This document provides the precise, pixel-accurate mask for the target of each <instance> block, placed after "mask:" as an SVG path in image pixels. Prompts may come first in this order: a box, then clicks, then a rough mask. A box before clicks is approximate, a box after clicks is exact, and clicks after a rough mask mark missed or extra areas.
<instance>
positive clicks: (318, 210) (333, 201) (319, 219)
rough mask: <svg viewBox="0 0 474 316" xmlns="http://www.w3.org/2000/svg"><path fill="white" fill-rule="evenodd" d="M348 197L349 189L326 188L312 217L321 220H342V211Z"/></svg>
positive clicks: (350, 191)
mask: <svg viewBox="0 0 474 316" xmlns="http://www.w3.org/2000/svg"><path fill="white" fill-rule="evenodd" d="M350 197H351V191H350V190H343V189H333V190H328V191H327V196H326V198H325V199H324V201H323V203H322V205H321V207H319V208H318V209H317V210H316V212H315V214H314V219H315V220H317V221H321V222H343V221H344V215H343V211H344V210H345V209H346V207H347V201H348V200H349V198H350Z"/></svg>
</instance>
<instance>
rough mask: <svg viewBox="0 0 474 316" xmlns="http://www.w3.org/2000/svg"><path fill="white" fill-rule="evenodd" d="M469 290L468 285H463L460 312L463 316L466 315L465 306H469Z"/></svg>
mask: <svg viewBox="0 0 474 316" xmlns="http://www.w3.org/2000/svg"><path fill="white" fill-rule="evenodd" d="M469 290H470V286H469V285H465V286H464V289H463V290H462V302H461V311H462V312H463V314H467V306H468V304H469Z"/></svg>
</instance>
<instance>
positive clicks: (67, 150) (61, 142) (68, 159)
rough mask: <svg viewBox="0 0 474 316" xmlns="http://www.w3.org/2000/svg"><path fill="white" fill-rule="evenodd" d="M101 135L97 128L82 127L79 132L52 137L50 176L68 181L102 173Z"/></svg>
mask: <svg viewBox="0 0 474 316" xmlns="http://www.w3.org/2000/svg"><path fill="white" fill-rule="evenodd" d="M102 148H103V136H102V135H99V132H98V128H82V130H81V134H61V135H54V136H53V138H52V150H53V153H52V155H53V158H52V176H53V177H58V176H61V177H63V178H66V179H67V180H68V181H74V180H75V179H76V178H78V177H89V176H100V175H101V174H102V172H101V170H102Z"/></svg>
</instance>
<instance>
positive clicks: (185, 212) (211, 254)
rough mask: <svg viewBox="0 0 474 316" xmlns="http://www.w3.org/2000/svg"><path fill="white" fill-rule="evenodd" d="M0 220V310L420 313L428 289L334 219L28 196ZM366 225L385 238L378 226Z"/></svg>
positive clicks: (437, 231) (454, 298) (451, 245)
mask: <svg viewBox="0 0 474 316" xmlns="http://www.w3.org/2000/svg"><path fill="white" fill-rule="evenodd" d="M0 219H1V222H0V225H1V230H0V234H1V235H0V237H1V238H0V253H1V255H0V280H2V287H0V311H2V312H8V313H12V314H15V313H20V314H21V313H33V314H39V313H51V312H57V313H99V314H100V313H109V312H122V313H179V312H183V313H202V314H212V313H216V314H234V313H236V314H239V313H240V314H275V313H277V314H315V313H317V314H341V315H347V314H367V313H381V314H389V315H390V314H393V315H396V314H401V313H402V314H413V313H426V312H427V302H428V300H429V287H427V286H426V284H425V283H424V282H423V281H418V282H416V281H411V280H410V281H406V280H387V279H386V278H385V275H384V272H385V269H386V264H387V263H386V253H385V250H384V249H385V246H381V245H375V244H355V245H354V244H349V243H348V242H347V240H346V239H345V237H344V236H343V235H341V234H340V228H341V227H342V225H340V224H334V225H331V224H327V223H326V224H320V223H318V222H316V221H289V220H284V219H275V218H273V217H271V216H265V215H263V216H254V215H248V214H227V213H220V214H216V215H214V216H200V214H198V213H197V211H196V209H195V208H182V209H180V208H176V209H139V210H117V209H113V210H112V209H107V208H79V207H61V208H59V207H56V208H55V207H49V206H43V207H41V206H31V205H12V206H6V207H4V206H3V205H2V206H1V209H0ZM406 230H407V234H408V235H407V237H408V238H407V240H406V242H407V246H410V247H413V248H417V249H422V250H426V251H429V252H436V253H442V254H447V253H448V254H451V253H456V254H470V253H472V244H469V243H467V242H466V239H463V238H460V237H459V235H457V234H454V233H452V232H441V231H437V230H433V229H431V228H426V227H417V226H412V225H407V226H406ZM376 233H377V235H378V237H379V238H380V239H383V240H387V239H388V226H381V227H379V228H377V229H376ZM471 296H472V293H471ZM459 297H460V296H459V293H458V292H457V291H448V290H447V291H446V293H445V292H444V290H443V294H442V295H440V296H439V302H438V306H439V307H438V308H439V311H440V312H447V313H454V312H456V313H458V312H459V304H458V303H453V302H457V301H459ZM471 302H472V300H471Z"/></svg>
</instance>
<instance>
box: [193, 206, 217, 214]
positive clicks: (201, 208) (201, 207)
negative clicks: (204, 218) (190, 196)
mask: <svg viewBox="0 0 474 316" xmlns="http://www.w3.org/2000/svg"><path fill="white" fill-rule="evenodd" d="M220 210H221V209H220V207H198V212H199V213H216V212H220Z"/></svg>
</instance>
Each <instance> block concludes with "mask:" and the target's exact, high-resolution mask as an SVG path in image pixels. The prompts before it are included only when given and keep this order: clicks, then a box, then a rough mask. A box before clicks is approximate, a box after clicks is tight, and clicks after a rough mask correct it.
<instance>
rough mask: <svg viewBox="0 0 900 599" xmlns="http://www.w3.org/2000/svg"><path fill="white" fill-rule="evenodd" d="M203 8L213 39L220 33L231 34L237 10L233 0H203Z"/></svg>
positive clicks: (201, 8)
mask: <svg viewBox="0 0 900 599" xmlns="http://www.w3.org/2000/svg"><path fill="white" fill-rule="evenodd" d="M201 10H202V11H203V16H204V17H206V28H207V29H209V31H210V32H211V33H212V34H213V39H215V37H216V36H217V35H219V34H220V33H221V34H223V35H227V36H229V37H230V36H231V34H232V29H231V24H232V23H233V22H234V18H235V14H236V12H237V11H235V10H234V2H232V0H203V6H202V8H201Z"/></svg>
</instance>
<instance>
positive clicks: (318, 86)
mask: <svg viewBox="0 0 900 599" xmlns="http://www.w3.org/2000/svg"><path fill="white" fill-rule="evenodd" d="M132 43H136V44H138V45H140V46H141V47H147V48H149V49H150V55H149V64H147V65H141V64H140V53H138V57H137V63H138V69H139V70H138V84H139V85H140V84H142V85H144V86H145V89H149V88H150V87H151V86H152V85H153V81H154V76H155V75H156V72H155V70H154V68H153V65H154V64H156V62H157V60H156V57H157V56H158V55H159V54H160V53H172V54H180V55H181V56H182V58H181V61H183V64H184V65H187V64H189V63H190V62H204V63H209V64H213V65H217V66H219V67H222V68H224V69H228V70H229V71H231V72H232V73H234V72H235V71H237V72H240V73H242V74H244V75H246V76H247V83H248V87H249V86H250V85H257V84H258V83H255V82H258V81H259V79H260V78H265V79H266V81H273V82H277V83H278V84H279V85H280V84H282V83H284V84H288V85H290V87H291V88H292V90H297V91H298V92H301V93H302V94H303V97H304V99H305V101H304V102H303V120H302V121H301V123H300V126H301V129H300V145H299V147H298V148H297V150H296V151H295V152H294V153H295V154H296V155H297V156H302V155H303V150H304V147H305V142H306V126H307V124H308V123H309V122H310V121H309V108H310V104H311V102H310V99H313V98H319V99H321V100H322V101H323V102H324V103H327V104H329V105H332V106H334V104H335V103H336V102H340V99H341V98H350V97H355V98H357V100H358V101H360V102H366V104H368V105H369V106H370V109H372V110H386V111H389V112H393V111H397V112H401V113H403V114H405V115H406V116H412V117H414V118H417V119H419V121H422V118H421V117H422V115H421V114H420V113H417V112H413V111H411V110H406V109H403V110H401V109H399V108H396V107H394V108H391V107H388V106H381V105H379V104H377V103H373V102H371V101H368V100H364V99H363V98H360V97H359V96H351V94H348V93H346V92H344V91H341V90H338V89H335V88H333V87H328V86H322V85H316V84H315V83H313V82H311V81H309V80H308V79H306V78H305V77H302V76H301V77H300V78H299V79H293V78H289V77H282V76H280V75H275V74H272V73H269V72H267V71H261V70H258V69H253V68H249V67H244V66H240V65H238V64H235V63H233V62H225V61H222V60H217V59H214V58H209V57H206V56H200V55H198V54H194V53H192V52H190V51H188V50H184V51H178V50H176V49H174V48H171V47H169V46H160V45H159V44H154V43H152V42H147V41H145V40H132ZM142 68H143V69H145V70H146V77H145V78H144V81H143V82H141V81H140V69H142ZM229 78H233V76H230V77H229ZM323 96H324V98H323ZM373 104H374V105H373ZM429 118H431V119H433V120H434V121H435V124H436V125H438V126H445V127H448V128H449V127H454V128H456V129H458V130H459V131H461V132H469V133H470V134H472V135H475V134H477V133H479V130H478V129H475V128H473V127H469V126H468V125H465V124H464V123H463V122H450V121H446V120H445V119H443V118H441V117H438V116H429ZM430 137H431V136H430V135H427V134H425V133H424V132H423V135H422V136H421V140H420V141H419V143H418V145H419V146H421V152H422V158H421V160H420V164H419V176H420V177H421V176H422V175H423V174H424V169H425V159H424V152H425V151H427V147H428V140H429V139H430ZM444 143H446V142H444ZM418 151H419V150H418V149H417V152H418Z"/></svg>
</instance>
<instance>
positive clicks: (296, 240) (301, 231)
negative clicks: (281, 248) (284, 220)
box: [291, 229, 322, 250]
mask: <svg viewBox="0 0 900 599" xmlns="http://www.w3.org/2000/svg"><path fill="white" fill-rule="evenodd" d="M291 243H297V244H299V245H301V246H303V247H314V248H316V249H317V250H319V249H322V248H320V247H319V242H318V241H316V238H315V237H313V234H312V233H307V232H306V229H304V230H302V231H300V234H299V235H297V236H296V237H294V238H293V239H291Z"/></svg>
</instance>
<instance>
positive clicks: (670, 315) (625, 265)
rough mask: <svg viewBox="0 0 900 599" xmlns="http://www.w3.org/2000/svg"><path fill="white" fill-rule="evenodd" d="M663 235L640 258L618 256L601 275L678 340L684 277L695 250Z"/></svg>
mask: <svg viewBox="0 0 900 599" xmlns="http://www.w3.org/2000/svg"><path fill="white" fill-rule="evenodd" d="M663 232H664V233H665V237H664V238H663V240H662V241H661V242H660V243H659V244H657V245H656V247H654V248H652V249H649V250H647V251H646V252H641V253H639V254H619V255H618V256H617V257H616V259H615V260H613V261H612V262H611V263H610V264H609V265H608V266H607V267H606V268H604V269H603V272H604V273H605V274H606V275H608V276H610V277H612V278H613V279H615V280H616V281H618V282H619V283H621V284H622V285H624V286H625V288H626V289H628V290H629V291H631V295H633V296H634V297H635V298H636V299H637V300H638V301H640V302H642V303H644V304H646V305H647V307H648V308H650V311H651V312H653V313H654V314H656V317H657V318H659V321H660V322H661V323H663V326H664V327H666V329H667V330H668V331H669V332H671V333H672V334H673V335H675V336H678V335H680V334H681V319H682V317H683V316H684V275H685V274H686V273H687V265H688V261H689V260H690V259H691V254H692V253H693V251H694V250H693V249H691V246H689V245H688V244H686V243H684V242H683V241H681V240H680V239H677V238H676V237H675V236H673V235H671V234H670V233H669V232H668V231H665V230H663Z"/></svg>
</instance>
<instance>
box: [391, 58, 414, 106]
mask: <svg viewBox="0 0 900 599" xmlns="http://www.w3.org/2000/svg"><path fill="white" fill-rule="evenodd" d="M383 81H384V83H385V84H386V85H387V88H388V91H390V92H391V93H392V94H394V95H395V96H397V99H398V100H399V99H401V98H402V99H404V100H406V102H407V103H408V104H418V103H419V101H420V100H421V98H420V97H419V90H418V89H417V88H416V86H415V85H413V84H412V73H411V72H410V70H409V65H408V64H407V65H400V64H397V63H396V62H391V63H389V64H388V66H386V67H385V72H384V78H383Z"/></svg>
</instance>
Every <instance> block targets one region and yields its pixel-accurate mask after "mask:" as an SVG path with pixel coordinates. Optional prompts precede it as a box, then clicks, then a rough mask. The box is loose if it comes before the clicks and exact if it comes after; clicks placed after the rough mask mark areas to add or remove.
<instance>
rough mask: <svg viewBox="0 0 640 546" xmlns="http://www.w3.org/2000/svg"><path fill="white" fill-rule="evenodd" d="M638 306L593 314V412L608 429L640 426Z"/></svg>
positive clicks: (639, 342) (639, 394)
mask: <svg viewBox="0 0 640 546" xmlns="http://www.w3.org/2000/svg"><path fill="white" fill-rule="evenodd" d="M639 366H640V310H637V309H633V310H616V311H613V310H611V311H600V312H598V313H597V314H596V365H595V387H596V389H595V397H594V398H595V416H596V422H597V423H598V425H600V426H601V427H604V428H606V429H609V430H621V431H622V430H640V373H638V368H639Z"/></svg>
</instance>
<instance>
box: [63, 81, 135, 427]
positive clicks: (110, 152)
+++
Problem to work on = Your task is to repeat the records exactly. Begin at their first line and stop after the line containing "positive clicks: (318, 210)".

Finished exercise =
This document provides the precise, pixel-accurate mask for the target of each <instance> block, placed after "mask:" as an SVG path in image pixels. Prompts may come first in this order: a box, then clicks, then a rough mask. A box before clicks is approximate, a box after clicks is exact, and clicks after a rough mask mark missed or extra areas.
<instance>
positive clicks: (318, 210) (333, 201) (319, 219)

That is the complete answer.